▶ _Petikan Teks_:
--------

Benedictus Baruch de Spinoza : Tuhan Atau Alam (Filsafat Identitas)

Silahkan Bagikan Tulisan-Artikel ini :
Benedictus Baruch de Spinoza atau lebih dikenal dengan Spinoza, lahir di Amsterdam Belanda, pada tanggal 24 Nopember 1632. Dilahirkan dari keluarga Yahudi, yang pindah ke Belanda dari Portugal. Spinoza mendapat pendidikan dalam Torah dan Talmud di kalangan umat Yahudi. Karena ajaran-ajarannya, pada tahun 1656 ia dikeluarkan dari umat Yahudi. Karena tulisan-tulisan yang dihasilkannya ia dituduh ateis Spinoza meninggal dunia pada tahun 1677.

Buah karyanya yang utama adalah "Ethica ordine geometrico de monstrata"  atau Etika yang dibuktikan dengan cara ilmu ukur. Sejak pertengahan abad kedelapanbelas, tulisan-tulisannya semakin berpengaruh, terutama di Jerman. Tokoh-tokoh seperti Lessing, Herder, Goethe, Schelling, Fichte, dan Hegel memperoleh banyak inspirasi dari pemikiran Spinoza. Bahkan dapat dikatakan bahwa idealisme Jerman tidak mungkin berkembang tanpa karya-karya dari Spinoza.

Sumber pemikiran Spinoza digali dari dua tempat, yaitu :

  • Tradisi metafisika klasik, yang sebagian besar mengenai masalah "yang satu dan yang banyak". Yang bersumber dari filsafat skolastik Yahudi dan Kristiani, juga Stoa dengan paham bahwa alam, hukum alam, dan logos Ilahi adalah sama, Neo platoisme dengan ajaran emanasinya, dan filsafat Renaissance terutama Giordano Bruno yang melihat Yang Ilahi dalam alam. 
  • Faham rasionalisme, terutama dari filsafat Descartes.

Spinoza merupakan pemikir yang rasionalis yang paling konsekuen di antara para filsuf rasionalisme. Spinoza berusaha mengonstruksikan sebuah metafisika dan etika more geometrico secara geometris dengan kepastian apriori yang mutlak, bebas dari segala unsur empiris maupun kebetulan. Prinsip yang dikembangkannya adalah kesatuan atau identitas segala-galanya. Segala apa yang ada adalah satu dan sama. Oleh karena itu, filsafat Spinoza adalah Filsafat Identitas.

--------

▶ _Uraian Tugas_:
Tolong tuliskan kembali tanpa perubahan bagian tulisan tentang Spinoza di antara "Benedictus Baruch de Spinoza : Tuhan" dan "pada tahun 1677.", termasuk kedua bagian itu. Catatan di bawah tidak ada hubungannya dengan tugas ini.

--------

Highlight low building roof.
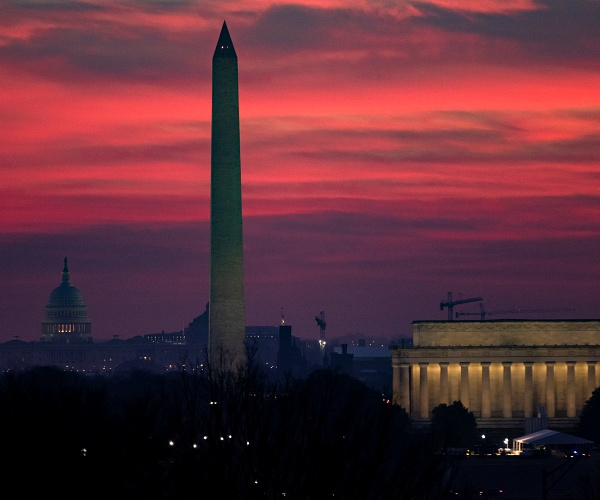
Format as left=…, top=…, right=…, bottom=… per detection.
left=513, top=429, right=594, bottom=446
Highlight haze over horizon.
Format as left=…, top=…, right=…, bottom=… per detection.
left=0, top=0, right=600, bottom=342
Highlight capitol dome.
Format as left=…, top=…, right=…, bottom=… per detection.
left=42, top=257, right=92, bottom=342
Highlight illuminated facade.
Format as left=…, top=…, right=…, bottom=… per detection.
left=41, top=257, right=92, bottom=342
left=390, top=320, right=600, bottom=428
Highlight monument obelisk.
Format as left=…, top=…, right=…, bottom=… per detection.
left=208, top=22, right=246, bottom=368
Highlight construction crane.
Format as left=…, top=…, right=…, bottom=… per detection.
left=315, top=311, right=327, bottom=355
left=456, top=304, right=573, bottom=321
left=440, top=292, right=483, bottom=321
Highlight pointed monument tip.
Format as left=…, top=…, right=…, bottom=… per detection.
left=213, top=21, right=237, bottom=59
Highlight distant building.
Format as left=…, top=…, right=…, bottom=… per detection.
left=390, top=320, right=600, bottom=429
left=329, top=339, right=392, bottom=397
left=42, top=257, right=92, bottom=342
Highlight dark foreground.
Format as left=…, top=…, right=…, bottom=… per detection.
left=450, top=456, right=600, bottom=500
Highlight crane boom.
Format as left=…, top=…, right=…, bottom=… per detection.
left=440, top=292, right=483, bottom=321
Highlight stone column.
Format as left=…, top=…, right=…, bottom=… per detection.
left=459, top=361, right=471, bottom=408
left=567, top=361, right=577, bottom=418
left=502, top=361, right=512, bottom=418
left=481, top=361, right=492, bottom=418
left=440, top=361, right=449, bottom=404
left=523, top=361, right=533, bottom=418
left=585, top=361, right=596, bottom=400
left=398, top=363, right=411, bottom=415
left=419, top=363, right=429, bottom=418
left=546, top=361, right=556, bottom=418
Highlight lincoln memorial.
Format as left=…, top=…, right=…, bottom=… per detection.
left=390, top=320, right=600, bottom=428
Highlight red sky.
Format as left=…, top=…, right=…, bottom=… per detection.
left=0, top=0, right=600, bottom=341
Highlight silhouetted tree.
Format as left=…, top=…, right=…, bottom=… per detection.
left=431, top=401, right=477, bottom=453
left=578, top=387, right=600, bottom=444
left=0, top=354, right=450, bottom=500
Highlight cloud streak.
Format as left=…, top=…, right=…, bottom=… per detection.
left=0, top=0, right=600, bottom=340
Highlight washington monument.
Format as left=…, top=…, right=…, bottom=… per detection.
left=208, top=22, right=246, bottom=368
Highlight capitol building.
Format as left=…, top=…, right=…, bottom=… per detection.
left=0, top=257, right=208, bottom=373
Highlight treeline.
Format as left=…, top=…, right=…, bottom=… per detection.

--------

▶ _Jawaban Tertulis_:
Benedictus Baruch de Spinoza : Tuhan Atau Alam (Filsafat Identitas)

Silahkan Bagikan Tulisan-Artikel ini :
Benedictus Baruch de Spinoza atau lebih dikenal dengan Spinoza, lahir di Amsterdam Belanda, pada tanggal 24 Nopember 1632. Dilahirkan dari keluarga Yahudi, yang pindah ke Belanda dari Portugal. Spinoza mendapat pendidikan dalam Torah dan Talmud di kalangan umat Yahudi. Karena ajaran-ajarannya, pada tahun 1656 ia dikeluarkan dari umat Yahudi. Karena tulisan-tulisan yang dihasilkannya ia dituduh ateis Spinoza meninggal dunia pada tahun 1677.